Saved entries
===
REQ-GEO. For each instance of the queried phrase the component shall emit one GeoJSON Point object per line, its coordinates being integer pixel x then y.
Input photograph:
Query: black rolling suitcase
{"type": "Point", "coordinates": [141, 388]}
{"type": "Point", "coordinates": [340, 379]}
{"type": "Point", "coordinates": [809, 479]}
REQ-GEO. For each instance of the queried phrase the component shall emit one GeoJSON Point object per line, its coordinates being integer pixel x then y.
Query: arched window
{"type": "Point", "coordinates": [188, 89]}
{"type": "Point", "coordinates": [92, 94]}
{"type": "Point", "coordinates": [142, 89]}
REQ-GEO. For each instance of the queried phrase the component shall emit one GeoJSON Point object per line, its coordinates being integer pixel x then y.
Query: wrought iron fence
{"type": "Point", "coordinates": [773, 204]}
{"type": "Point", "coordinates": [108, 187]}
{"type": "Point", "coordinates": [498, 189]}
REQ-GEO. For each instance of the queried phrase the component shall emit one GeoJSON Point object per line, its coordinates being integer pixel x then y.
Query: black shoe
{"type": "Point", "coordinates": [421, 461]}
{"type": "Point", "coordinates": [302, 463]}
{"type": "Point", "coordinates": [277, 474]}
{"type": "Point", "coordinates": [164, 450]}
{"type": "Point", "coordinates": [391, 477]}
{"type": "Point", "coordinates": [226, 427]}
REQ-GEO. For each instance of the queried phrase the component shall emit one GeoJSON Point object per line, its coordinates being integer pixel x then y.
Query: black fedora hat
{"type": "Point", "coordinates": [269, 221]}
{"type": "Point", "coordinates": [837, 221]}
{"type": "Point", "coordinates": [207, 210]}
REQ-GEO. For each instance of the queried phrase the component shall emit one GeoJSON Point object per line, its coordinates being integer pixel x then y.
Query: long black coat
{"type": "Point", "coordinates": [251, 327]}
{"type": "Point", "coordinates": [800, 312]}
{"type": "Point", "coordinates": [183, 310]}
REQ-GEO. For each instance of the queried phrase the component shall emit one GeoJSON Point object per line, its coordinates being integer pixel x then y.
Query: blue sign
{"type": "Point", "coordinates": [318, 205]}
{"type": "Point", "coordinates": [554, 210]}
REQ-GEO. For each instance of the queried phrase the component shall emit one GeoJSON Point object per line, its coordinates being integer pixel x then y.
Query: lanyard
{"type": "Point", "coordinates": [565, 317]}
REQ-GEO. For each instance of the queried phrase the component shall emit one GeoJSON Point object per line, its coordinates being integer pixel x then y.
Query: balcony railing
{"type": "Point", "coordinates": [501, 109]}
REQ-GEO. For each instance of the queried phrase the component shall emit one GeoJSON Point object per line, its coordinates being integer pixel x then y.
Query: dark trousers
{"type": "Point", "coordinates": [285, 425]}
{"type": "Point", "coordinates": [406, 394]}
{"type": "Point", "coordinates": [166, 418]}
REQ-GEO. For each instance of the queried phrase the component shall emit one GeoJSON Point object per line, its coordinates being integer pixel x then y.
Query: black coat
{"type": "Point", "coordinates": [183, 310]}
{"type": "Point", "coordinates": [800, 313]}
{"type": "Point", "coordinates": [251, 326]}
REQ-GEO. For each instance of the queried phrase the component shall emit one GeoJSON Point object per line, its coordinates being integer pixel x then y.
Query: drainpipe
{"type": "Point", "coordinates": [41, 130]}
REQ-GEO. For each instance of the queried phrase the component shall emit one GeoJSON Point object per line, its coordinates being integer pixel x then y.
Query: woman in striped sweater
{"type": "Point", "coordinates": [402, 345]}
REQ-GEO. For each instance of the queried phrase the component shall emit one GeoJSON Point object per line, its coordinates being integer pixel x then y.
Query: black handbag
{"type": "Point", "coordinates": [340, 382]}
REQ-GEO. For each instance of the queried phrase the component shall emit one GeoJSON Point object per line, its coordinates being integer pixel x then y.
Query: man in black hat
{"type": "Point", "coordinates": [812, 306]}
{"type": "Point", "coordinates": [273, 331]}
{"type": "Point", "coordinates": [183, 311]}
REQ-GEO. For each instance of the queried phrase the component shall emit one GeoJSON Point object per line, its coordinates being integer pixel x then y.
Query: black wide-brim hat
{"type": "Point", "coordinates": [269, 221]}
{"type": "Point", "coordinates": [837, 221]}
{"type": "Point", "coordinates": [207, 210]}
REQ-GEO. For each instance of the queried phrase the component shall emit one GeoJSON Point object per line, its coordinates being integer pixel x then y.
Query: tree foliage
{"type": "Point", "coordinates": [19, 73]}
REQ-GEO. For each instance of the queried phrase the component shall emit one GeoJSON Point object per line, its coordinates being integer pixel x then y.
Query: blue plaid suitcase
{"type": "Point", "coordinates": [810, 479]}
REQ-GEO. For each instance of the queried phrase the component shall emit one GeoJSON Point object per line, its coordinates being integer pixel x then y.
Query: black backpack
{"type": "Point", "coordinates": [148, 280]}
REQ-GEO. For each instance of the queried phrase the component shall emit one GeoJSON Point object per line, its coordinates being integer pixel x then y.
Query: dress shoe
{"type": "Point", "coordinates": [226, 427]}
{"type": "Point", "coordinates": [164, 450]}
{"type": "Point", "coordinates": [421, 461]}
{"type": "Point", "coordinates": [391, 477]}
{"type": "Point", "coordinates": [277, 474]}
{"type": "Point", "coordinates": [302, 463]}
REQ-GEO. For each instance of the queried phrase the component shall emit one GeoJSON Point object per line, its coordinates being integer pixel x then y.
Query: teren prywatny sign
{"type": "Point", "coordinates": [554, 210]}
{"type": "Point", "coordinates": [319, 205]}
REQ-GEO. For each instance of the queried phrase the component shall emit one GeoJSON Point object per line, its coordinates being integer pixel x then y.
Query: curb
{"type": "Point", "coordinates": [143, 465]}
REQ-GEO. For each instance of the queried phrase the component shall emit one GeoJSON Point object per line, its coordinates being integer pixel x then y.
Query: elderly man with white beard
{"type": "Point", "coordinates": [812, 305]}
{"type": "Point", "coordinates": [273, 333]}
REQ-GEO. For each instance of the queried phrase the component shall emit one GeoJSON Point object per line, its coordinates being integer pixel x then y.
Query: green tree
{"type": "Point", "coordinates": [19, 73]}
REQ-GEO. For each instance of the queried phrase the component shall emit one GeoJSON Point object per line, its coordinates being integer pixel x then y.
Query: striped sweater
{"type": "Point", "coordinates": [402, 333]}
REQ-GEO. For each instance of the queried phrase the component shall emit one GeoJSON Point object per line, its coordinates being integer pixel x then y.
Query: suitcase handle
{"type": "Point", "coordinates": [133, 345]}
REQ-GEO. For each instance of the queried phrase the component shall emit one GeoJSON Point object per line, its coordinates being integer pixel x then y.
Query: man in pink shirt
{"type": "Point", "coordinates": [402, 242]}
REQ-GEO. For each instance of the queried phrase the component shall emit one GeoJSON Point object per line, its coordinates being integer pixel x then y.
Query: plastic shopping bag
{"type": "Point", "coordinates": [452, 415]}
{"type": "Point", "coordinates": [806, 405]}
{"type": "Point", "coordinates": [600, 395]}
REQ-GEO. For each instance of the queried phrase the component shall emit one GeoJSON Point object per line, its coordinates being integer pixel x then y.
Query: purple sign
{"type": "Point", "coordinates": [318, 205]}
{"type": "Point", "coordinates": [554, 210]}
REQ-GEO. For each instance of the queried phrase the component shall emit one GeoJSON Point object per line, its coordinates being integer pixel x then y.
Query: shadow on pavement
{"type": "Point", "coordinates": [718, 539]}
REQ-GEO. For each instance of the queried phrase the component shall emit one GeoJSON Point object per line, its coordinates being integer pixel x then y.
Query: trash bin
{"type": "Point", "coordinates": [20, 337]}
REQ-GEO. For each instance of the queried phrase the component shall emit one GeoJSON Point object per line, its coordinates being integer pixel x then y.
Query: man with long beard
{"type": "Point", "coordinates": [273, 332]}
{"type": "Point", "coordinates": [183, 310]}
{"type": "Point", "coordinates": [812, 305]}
===
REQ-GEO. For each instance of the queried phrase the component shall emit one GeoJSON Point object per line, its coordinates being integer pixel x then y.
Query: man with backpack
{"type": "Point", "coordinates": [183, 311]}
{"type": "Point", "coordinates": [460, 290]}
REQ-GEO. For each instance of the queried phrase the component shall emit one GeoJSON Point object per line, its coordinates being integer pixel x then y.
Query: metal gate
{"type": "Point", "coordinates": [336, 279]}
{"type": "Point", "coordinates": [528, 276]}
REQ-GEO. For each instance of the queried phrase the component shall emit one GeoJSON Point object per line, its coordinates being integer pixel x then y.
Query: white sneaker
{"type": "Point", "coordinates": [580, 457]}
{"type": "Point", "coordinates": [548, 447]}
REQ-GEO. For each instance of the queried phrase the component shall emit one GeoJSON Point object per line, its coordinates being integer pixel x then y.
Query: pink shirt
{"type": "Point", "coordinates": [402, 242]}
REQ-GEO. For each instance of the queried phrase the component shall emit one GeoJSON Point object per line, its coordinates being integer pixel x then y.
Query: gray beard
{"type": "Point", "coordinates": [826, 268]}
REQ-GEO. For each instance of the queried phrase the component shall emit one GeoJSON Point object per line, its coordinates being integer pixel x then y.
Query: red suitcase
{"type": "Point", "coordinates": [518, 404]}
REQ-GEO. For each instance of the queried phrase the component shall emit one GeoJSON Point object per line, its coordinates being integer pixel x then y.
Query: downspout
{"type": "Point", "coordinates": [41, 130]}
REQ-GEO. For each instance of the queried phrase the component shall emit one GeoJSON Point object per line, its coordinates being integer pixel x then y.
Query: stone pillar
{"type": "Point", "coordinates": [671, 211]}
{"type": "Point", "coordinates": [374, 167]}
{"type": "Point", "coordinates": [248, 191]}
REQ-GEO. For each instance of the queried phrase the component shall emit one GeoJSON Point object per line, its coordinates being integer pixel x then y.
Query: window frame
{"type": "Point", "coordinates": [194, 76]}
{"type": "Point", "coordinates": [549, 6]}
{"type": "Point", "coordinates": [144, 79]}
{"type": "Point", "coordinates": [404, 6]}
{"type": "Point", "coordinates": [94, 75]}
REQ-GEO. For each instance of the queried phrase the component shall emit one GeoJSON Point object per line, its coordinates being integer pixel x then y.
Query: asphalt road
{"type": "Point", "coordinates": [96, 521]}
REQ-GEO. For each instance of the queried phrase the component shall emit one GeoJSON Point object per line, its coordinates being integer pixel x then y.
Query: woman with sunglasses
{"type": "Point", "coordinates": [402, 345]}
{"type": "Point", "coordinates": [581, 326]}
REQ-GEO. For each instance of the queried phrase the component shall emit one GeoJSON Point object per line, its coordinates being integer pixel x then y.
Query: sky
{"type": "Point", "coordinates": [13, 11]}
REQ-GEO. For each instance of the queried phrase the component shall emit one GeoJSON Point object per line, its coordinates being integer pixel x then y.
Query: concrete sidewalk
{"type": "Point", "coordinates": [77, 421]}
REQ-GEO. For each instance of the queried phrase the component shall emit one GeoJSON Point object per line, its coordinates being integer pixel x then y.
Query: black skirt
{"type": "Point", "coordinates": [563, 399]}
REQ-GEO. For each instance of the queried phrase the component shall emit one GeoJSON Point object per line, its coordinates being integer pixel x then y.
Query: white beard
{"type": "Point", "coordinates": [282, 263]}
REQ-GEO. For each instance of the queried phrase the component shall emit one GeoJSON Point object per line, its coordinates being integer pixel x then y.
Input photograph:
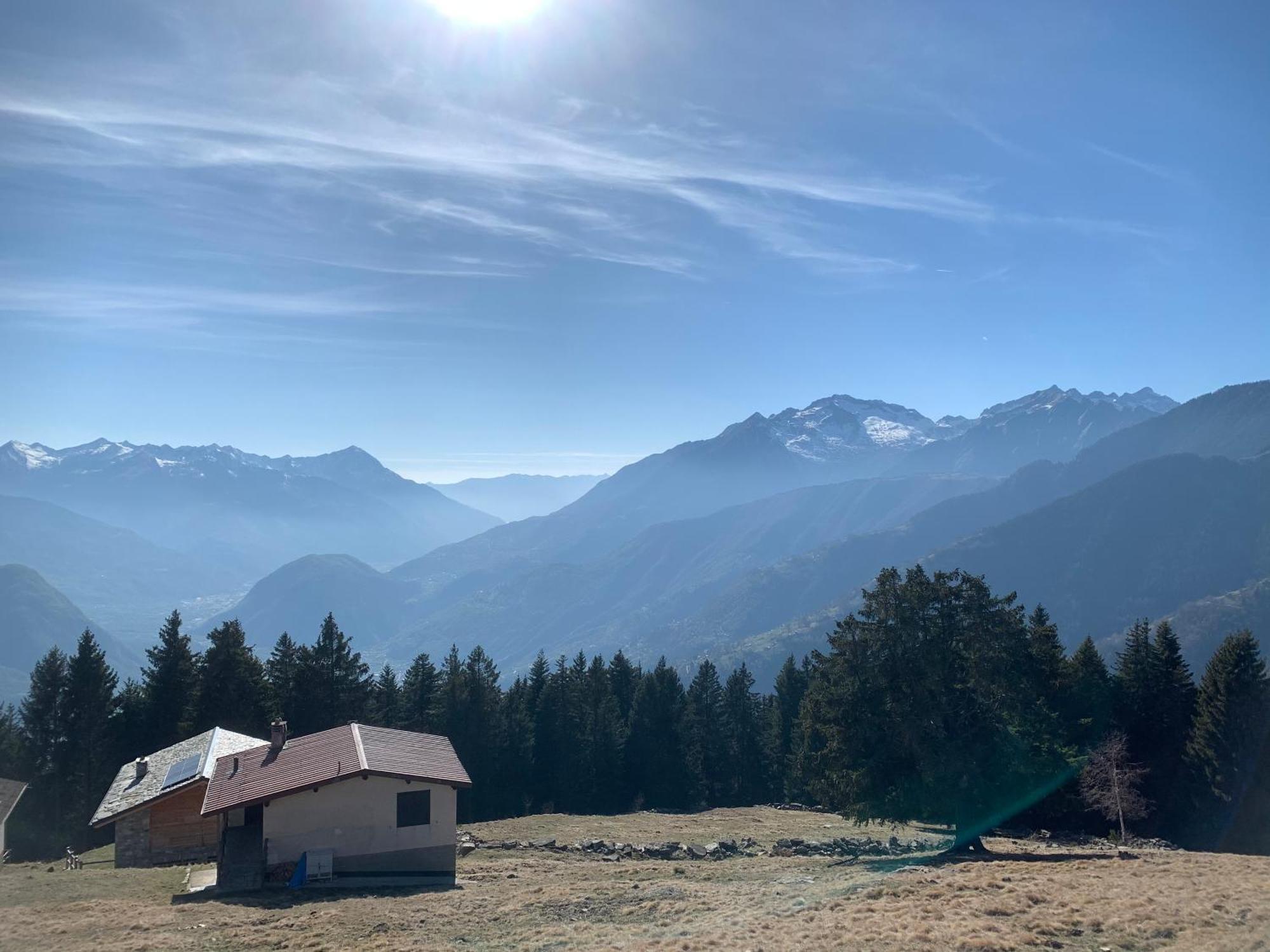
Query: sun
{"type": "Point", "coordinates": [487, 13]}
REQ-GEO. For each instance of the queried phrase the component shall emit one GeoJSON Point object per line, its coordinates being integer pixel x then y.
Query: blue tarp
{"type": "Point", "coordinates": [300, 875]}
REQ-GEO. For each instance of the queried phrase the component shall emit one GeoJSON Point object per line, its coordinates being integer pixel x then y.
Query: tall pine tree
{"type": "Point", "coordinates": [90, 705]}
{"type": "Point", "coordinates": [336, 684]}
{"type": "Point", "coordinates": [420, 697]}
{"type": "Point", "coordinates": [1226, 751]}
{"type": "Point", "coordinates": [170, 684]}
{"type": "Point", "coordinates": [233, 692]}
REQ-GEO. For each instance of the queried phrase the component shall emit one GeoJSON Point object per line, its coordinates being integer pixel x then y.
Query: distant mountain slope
===
WORK REQUIRED » Return every line from the records that contains the word "suitcase", copying each line in full.

FULL ANSWER »
Query: black rolling suitcase
Query: blue plaid suitcase
Query: suitcase handle
Query: red suitcase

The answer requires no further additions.